### WHAT IS NEEDED:
In the records, from the line containing "of the rolling" through the line containing "[[63, 152]]", swap "rolling hill" for "sloping hill" and reproduce those lines with nothing else changed.

### SUPPLIED DATA:
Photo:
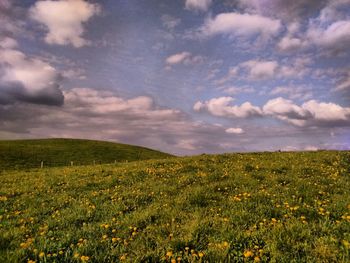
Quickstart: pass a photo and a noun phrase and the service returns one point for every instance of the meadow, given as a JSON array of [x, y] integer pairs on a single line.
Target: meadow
[[22, 154], [253, 207]]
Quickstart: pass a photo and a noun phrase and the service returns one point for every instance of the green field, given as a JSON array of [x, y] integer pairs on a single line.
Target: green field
[[18, 154], [256, 207]]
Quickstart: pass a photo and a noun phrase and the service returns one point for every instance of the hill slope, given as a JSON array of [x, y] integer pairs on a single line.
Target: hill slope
[[61, 152], [266, 207]]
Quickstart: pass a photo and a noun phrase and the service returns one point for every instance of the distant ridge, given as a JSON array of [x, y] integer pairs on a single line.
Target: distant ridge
[[17, 154]]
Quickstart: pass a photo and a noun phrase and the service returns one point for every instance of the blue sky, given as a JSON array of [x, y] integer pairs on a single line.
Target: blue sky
[[186, 76]]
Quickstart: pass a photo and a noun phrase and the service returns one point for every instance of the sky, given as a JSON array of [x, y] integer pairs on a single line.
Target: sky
[[182, 76]]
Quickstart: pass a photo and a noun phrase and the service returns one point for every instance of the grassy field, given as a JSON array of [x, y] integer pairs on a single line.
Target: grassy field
[[258, 207], [19, 154]]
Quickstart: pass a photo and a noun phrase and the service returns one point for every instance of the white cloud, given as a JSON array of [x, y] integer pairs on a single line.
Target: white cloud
[[185, 58], [8, 43], [64, 20], [344, 83], [237, 90], [335, 38], [27, 78], [234, 130], [289, 43], [258, 70], [170, 22], [285, 110], [198, 5], [241, 25], [178, 58], [310, 113], [33, 73], [293, 92], [220, 107]]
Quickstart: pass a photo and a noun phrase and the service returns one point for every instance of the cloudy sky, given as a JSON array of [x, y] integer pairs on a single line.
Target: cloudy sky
[[182, 76]]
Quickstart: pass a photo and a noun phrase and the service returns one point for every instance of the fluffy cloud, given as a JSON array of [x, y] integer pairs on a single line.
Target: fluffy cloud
[[258, 70], [267, 69], [289, 43], [292, 92], [310, 113], [344, 83], [335, 38], [185, 58], [199, 5], [170, 22], [64, 20], [24, 78], [285, 110], [98, 114], [220, 107], [241, 25], [286, 10], [234, 130]]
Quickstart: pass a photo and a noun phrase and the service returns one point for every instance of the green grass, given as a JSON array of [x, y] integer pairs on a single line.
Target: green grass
[[272, 207], [18, 154]]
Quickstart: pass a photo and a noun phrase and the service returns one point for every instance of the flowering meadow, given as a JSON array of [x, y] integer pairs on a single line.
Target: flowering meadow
[[254, 207]]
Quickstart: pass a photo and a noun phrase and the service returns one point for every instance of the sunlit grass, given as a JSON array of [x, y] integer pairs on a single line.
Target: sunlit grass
[[279, 207]]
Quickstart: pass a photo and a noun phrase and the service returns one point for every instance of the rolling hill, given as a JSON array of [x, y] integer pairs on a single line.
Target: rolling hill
[[63, 152]]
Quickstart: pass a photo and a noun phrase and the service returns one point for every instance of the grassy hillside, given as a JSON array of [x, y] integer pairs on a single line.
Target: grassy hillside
[[61, 152], [278, 207]]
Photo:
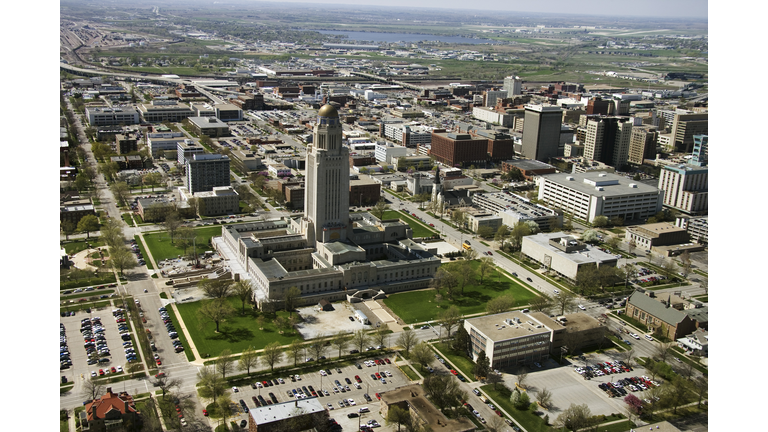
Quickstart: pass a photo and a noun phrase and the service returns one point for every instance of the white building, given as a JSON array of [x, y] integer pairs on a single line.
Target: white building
[[386, 151], [592, 194]]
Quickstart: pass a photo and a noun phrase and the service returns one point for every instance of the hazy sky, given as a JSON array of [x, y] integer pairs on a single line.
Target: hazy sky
[[653, 8]]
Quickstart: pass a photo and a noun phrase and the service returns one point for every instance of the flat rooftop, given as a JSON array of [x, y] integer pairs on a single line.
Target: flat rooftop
[[497, 327]]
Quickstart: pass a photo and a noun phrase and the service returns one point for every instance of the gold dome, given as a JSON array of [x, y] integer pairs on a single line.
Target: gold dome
[[328, 111]]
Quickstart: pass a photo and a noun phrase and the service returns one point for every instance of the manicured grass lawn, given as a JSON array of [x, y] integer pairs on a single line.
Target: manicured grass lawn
[[144, 253], [464, 364], [74, 246], [420, 306], [527, 419], [419, 229], [236, 333], [161, 248], [408, 371]]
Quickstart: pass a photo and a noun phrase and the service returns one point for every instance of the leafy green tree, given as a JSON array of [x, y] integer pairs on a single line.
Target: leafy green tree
[[88, 224]]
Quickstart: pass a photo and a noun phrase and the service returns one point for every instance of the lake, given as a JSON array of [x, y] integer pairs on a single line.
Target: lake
[[402, 37]]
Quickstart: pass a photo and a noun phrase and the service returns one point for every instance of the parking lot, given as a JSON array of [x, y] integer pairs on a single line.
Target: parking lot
[[75, 343], [567, 385], [321, 384]]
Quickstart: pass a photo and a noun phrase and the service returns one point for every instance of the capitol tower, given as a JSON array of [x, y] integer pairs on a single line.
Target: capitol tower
[[326, 201]]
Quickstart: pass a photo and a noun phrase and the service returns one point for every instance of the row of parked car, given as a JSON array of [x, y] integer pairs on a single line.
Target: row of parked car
[[618, 388]]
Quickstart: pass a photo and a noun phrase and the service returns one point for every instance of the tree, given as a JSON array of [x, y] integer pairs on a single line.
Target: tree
[[449, 319], [248, 359], [172, 223], [575, 417], [494, 378], [486, 232], [295, 349], [121, 191], [397, 415], [663, 350], [88, 224], [273, 354], [216, 288], [121, 259], [600, 221], [166, 384], [153, 179], [185, 237], [406, 340], [225, 363], [591, 236], [522, 375], [360, 340], [501, 234], [500, 304], [68, 227], [422, 354], [520, 230], [210, 385], [482, 365], [243, 289], [541, 303], [544, 397], [340, 341], [291, 299], [92, 389], [379, 209], [214, 311], [485, 268], [565, 301]]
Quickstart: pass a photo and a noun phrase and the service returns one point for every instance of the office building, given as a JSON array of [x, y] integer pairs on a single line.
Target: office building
[[700, 156], [607, 140], [206, 171], [642, 144], [513, 85], [685, 188], [591, 194], [685, 127], [327, 253], [541, 132]]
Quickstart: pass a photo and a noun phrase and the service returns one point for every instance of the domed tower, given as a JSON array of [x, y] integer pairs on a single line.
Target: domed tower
[[326, 199]]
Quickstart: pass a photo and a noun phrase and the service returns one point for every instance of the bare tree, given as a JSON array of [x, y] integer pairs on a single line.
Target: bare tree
[[273, 354], [360, 339], [248, 359], [225, 363], [407, 340], [92, 389]]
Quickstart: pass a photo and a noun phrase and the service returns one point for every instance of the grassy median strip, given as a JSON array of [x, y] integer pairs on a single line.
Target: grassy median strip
[[187, 347]]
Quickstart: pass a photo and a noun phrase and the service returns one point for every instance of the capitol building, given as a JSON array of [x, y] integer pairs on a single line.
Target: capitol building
[[327, 253]]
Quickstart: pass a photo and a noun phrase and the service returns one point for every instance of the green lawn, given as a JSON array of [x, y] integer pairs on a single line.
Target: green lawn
[[419, 229], [74, 246], [527, 419], [464, 364], [236, 333], [161, 248], [420, 306]]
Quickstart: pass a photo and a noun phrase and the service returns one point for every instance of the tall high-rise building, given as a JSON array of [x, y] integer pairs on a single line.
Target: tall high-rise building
[[206, 171], [700, 150], [642, 144], [513, 85], [326, 200], [686, 188], [541, 132], [607, 140]]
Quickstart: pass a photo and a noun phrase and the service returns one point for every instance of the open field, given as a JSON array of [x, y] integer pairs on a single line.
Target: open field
[[421, 306]]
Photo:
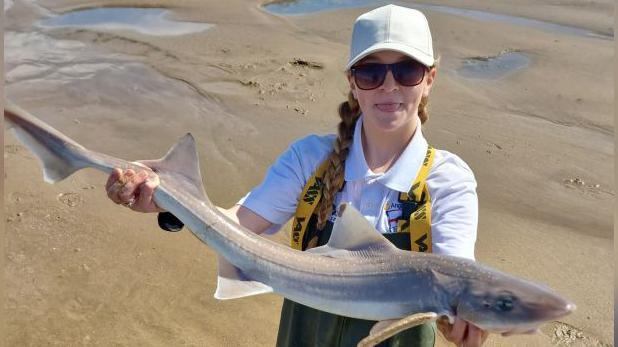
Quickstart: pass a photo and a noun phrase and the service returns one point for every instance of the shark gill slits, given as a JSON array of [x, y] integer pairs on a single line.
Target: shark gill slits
[[505, 304]]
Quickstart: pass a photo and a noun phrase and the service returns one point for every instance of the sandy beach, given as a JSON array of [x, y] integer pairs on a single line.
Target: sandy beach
[[83, 271]]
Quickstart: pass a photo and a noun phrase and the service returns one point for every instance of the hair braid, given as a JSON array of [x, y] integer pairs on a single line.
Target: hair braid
[[349, 111], [423, 109]]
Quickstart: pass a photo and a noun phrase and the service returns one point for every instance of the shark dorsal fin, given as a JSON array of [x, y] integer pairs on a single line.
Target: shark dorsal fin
[[181, 164], [353, 233]]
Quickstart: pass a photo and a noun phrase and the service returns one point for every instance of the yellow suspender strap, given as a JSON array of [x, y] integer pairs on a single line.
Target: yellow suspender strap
[[420, 220], [306, 205]]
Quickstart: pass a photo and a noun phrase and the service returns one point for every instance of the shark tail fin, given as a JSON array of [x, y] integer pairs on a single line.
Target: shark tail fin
[[59, 155]]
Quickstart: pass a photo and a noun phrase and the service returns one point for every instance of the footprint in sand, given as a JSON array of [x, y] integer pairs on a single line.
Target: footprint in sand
[[70, 199], [12, 149], [564, 334]]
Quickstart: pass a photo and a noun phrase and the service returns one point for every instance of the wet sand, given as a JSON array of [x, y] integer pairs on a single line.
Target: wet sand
[[82, 271]]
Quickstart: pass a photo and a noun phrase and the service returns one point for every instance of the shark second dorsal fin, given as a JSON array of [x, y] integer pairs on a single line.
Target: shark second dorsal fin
[[181, 165], [353, 233], [233, 284]]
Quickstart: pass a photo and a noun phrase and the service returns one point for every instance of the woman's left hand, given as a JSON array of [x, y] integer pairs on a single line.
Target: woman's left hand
[[462, 333]]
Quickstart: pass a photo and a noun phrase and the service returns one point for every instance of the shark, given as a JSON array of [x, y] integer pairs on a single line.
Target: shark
[[358, 273]]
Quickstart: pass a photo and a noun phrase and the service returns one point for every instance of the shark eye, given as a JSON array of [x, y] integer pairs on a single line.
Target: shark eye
[[505, 304]]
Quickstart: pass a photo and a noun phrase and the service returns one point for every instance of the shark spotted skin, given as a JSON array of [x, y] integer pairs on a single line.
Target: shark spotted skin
[[357, 274]]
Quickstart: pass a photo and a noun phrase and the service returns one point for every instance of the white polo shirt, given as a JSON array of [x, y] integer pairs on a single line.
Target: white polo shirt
[[451, 185]]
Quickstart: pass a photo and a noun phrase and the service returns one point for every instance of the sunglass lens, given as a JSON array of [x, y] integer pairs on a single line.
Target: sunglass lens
[[408, 73], [369, 76]]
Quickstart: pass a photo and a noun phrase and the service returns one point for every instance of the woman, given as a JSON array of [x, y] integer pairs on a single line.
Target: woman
[[421, 199]]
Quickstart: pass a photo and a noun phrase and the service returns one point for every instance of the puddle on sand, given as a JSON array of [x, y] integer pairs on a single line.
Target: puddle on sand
[[301, 7], [149, 21], [493, 67]]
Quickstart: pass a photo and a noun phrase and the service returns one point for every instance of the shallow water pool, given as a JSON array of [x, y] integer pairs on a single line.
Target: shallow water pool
[[493, 67], [149, 21]]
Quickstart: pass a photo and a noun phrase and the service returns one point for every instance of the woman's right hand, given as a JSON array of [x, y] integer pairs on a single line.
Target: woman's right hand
[[133, 189]]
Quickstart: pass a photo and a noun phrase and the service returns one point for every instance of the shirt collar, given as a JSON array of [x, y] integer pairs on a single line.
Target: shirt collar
[[401, 175]]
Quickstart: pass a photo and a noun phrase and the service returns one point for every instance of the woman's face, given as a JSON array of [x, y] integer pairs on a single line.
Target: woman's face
[[391, 106]]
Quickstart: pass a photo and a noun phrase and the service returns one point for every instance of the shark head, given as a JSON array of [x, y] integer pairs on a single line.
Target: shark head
[[510, 305]]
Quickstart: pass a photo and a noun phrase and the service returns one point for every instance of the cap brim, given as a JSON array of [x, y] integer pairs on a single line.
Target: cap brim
[[414, 53]]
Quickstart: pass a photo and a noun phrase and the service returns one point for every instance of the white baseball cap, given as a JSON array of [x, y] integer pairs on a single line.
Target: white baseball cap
[[394, 28]]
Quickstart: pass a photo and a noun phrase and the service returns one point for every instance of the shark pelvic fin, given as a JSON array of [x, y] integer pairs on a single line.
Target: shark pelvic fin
[[353, 233], [233, 284], [180, 166]]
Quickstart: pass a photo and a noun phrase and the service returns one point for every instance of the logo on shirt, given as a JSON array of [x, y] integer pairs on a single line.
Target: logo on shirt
[[394, 212]]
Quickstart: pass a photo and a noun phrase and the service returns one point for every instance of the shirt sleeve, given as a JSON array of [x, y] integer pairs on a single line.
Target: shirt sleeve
[[276, 198], [454, 207]]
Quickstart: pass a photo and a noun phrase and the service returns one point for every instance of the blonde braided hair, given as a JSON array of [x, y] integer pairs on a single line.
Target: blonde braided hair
[[349, 111]]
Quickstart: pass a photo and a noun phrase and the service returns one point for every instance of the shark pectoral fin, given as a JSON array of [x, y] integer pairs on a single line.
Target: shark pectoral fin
[[353, 232], [382, 330], [180, 167], [233, 284]]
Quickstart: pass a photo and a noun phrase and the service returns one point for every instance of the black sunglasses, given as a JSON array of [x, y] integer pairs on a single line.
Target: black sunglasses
[[371, 75]]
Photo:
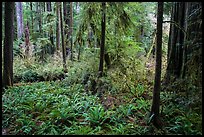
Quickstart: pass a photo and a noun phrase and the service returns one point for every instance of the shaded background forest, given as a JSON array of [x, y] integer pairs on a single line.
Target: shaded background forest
[[121, 57]]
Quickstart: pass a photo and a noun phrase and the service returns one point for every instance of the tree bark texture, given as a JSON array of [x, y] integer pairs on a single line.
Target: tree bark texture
[[63, 44], [102, 47], [8, 44], [57, 27], [157, 80], [185, 41], [19, 15]]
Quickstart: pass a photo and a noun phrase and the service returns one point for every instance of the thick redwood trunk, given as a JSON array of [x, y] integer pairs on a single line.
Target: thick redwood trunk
[[63, 44], [157, 80], [8, 44], [103, 28]]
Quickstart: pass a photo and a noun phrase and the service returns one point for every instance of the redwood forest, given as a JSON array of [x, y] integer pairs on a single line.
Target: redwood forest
[[101, 68]]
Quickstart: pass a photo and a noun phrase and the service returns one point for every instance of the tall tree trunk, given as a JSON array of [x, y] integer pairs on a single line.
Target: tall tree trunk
[[157, 80], [27, 41], [102, 47], [8, 44], [19, 14], [49, 9], [71, 30], [32, 21], [66, 11], [63, 45], [57, 27]]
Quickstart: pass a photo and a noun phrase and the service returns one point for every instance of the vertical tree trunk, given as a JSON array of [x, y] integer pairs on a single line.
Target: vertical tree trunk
[[71, 30], [103, 28], [157, 80], [19, 14], [57, 27], [49, 9], [27, 41], [63, 45], [8, 44], [32, 21]]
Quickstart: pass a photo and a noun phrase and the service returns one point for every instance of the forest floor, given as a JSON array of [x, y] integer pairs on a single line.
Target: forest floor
[[81, 103]]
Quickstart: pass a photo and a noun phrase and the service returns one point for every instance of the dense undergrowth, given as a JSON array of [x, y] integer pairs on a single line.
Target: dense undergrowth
[[78, 102]]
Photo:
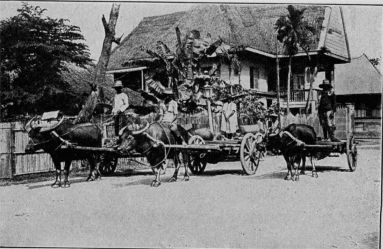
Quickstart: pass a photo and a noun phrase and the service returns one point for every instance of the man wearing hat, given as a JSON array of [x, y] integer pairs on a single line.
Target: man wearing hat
[[326, 110], [120, 104], [169, 112]]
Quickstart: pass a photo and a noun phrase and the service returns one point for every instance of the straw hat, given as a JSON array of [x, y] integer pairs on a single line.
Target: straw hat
[[118, 84], [325, 85], [168, 91]]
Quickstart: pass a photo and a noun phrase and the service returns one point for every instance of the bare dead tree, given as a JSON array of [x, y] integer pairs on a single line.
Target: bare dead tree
[[109, 28], [99, 73]]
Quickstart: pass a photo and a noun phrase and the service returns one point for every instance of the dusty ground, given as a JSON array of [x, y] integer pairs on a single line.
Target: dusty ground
[[223, 208]]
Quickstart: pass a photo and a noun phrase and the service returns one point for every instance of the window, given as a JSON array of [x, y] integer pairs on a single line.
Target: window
[[254, 76], [298, 82]]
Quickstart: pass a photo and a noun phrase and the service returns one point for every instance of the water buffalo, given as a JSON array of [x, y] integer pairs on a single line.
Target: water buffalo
[[50, 140], [150, 142], [289, 142]]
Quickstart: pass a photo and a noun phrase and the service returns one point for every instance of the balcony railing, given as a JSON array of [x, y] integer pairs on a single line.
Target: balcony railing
[[300, 95]]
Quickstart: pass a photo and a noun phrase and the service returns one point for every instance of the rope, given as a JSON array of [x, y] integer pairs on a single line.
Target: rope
[[299, 142], [166, 152]]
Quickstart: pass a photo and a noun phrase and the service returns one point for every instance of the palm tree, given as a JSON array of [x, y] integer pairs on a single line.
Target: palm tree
[[294, 32]]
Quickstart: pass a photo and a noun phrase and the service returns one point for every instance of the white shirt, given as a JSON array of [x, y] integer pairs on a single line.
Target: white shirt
[[171, 112], [121, 103]]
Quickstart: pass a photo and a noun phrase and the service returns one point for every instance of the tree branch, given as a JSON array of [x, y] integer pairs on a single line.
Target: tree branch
[[105, 24]]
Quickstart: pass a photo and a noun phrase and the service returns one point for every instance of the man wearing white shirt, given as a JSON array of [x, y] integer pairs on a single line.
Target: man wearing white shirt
[[120, 104]]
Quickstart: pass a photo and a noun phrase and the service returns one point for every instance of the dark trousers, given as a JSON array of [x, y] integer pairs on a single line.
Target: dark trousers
[[326, 120], [120, 121]]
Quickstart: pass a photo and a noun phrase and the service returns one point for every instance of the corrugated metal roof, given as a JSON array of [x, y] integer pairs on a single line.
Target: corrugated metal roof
[[357, 77]]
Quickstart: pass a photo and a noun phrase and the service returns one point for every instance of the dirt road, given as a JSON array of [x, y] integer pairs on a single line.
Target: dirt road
[[223, 208]]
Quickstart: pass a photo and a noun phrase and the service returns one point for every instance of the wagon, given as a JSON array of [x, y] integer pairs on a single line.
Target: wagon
[[252, 146], [248, 148]]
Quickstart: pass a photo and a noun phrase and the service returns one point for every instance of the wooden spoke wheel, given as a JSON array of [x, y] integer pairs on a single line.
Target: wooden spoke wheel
[[108, 164], [197, 163], [249, 153], [219, 137], [352, 153]]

### EXERCISE RESPONSE:
Quickstart: pass a photo and a noun phrase and the service returns one point for every instance of the sloping hill, given as a JSON array of [x, y] integer pairs on a single line.
Target: sloping hill
[[63, 152]]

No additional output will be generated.